**Try it**
Return the full set of records, matching them character for character.

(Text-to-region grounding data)
+ + + + + + +

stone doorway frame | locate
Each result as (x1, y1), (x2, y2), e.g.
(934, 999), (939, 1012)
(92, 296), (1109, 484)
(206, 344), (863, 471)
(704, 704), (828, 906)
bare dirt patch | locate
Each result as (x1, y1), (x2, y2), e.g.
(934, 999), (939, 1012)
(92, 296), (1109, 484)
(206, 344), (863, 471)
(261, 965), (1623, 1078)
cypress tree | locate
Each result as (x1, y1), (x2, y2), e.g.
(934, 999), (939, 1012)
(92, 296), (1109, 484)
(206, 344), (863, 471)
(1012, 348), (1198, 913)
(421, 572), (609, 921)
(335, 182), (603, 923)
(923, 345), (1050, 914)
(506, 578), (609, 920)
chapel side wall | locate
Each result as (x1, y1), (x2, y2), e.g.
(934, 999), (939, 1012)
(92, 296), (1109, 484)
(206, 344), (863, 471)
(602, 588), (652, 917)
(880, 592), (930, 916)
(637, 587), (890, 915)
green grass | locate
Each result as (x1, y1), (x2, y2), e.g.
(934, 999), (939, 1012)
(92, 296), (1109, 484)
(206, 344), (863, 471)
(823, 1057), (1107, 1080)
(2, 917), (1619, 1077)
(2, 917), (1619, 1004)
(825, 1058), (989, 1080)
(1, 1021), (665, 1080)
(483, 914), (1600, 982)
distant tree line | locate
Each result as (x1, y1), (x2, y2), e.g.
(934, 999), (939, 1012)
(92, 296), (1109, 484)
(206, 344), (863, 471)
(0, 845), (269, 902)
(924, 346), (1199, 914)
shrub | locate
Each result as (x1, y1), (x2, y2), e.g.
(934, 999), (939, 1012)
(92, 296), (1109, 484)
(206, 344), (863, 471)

+ + + + + + +

**Solution for this exercise**
stone doorway frame | locate
Each result as (x1, y1), (x2, y2), e.g.
(934, 999), (939, 1012)
(92, 296), (1109, 484)
(206, 344), (863, 471)
(704, 704), (828, 906)
bare dirt patch | locate
Each result as (x1, y1), (x2, y2), e.g.
(934, 999), (939, 1012)
(92, 296), (1109, 484)
(206, 344), (863, 471)
(261, 965), (1623, 1078)
cypress tree | locate
Each result as (x1, y1), (x2, y2), e.g.
(934, 999), (939, 1012)
(92, 296), (1109, 484)
(206, 344), (863, 471)
(1012, 348), (1198, 913)
(421, 572), (609, 921)
(335, 182), (603, 923)
(923, 345), (1050, 914)
(506, 578), (609, 920)
chapel side wall | locate
Each result as (x1, y1), (x2, y2), e.g.
(934, 999), (939, 1012)
(92, 296), (1109, 484)
(206, 344), (863, 471)
(602, 588), (652, 917)
(880, 592), (930, 916)
(637, 587), (890, 915)
green grass | locate
Each result as (x1, y1), (x2, y2), e.g.
(934, 999), (939, 1012)
(92, 296), (1109, 484)
(206, 344), (863, 471)
(823, 1057), (1107, 1080)
(2, 917), (1619, 1077)
(2, 917), (1619, 1004)
(825, 1058), (989, 1080)
(1, 1021), (665, 1080)
(483, 914), (1600, 982)
distant tree line | locate
Each result as (x1, y1), (x2, y2), e.g.
(934, 999), (939, 1012)
(92, 296), (1109, 484)
(206, 344), (863, 471)
(0, 845), (269, 902)
(924, 346), (1199, 914)
shrub | locate
Each result as (x1, y1), (x2, y2), e.g.
(934, 999), (939, 1012)
(92, 296), (1109, 484)
(206, 344), (863, 471)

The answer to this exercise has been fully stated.